**Requirements**
1 > Take the records from the start up to and including the line with "pixel 246 460" and give those lines again, swapping "photo" for "image" and changing nothing else. Leave the pictures out.
2 > Write the next part of the forum thread about running UT2004 on FreeBSD.

**Selection**
━━━━━━━━━━━━━━━━
# possible to run ut2004 on freebsd?



## aimeec1995 (Jan 13, 2020)

*I* was wondering if it was possible to run UT2004 on FreeBSD. This game had native Linux ports back in the day, so I imagine it is doable but I cannot even find the files for it.


----------



## SirDice (Jan 13, 2020)

games/linux-ut2004-demo; port was removed a couple of years ago.


----------



## aimeec1995 (Jan 13, 2020)

SirDice said:


> games/linux-ut2004-demo; port was removed a couple of years ago.



that is a shame, i guess doom 3 and quake 4 will be gone soon, too. is it possible to obtain the files?

there should be a repo for removed, unmaintained packages, if theyre gone forever just because they were abandoned, well then that is dumb.


----------



## SirDice (Jan 13, 2020)

aimeec1995 said:


> there should be a repo for removed, unmaintained packages,


It's subversion, nothing is completely removed.



aimeec1995 said:


> just because they were abandoned, well then that is dumb.


So, you're volunteering to maintain them?


----------



## aimeec1995 (Jan 13, 2020)
━━━━━━━━━━━━━━━━
**Listing**
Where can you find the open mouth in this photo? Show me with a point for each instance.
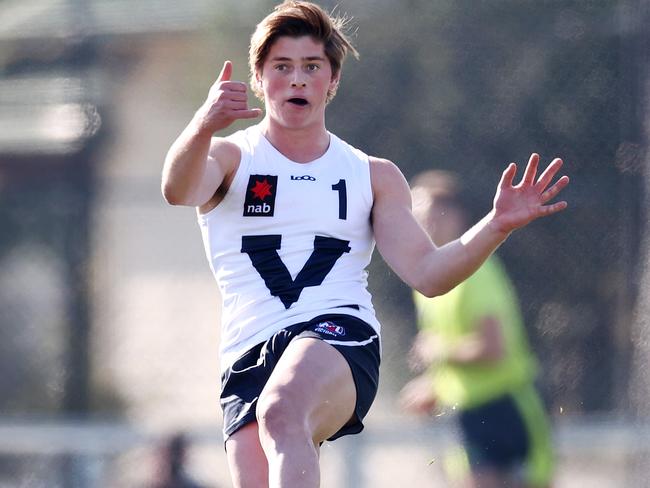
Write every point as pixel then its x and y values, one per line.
pixel 301 102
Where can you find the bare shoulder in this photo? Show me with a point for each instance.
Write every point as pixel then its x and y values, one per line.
pixel 223 162
pixel 386 177
pixel 226 153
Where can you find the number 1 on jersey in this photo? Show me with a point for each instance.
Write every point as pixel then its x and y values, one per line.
pixel 343 199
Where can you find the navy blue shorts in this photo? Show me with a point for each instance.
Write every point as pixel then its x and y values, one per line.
pixel 495 434
pixel 244 380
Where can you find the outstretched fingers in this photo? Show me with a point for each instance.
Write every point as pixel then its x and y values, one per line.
pixel 545 210
pixel 555 189
pixel 508 176
pixel 531 170
pixel 547 176
pixel 226 72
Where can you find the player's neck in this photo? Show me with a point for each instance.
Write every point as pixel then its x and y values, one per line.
pixel 301 145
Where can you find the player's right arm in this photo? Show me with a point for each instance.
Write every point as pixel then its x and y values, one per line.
pixel 197 165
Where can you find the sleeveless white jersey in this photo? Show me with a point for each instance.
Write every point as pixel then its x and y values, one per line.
pixel 289 241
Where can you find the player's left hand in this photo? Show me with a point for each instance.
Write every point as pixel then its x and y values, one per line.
pixel 517 205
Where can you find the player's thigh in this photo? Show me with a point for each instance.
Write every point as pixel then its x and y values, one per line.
pixel 311 383
pixel 246 460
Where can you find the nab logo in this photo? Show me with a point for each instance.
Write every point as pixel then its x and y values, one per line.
pixel 260 196
pixel 330 329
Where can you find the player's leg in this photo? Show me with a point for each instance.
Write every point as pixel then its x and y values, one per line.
pixel 309 397
pixel 539 463
pixel 246 459
pixel 496 442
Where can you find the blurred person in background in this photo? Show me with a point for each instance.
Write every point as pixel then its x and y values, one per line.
pixel 473 349
pixel 171 464
pixel 290 214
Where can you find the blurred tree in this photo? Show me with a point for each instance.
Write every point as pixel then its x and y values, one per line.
pixel 474 85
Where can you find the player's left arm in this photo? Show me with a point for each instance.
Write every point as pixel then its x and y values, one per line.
pixel 432 270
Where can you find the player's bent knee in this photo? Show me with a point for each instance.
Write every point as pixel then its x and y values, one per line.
pixel 278 418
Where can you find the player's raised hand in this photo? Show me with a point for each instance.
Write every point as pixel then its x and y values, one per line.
pixel 227 101
pixel 517 205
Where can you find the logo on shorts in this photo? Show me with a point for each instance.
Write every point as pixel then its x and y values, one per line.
pixel 330 328
pixel 260 196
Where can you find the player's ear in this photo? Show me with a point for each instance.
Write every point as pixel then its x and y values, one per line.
pixel 334 82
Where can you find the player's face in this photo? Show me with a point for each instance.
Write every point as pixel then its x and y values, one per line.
pixel 296 77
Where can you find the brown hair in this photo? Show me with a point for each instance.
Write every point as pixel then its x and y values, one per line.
pixel 295 19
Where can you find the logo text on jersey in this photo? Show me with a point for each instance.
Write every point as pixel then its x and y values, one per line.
pixel 260 196
pixel 330 328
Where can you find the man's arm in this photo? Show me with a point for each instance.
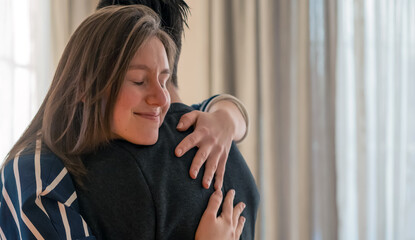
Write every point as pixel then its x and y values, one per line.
pixel 223 120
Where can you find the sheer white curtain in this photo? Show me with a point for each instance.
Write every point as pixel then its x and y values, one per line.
pixel 375 126
pixel 330 88
pixel 33 36
pixel 24 65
━━━━━━━━━━━━━━━━
**Answers for the tasks**
1 >
Where can you find the open mouth in this image? Show me with a point for each instance.
Write every point as pixel then its x and y values, one per line.
pixel 301 102
Where can you find the bare shoulder in this image? Show me with a point for each instance.
Write every point as pixel then its x and y values, one per line.
pixel 223 162
pixel 386 177
pixel 226 153
Where can you find the number 1 on jersey in this image? Show me with a point for each instance.
Write every point as pixel then its x and y values, one per line.
pixel 343 199
Where can you find the navy blue shorts in this image? Show me with a point for each instance.
Write every point as pixel then its x and y values, one per line.
pixel 495 434
pixel 244 380
Where can you find the outstretched fingers in this image? Show me with a point for each instance.
Write every point as pixel then its x and y values, one per line.
pixel 545 210
pixel 555 189
pixel 508 176
pixel 531 170
pixel 547 176
pixel 226 72
Where can you find the player's neck in this image? Show me with a point for each instance.
Write every point as pixel then its x and y values, one per line.
pixel 301 145
Where can you find the player's right arm in this image? Show me with a point for each instance.
Write every point as pixel then its x and y values, one per line.
pixel 197 165
Where can you find the sleeveless white jersey in this image? Show me with a point for each instance.
Write every point as pixel then its x and y values, one per line.
pixel 289 241
Where can you find the player's left hand in this image? Show me with a point for each instance.
Write every point as pixel then its x and y values, one per line.
pixel 517 205
Where can you find the player's thigh in this image? Show me with a point for each instance.
Write every point as pixel then its x and y values, one per line.
pixel 311 383
pixel 246 460

2 >
SirDice said:


> It's subversion, nothing is completely removed.
> 
> 
> So, you're volunteering to maintain them?



that is not possible i am not a programmer but i will be storing them personally
but i will look into what is needed to become their maintainer for the sake of keeping them around


----------



## SirDice (Jan 13, 2020)

aimeec1995 said:


> i will look into what is needed to become their maintainer for the sake of keeping them around


FreeBSD Porter's Handbook


----------



## kpedersen (Jan 13, 2020)

I find that in practice, Windows has better backwards compatibility than Linux so another option could be emulators/wine.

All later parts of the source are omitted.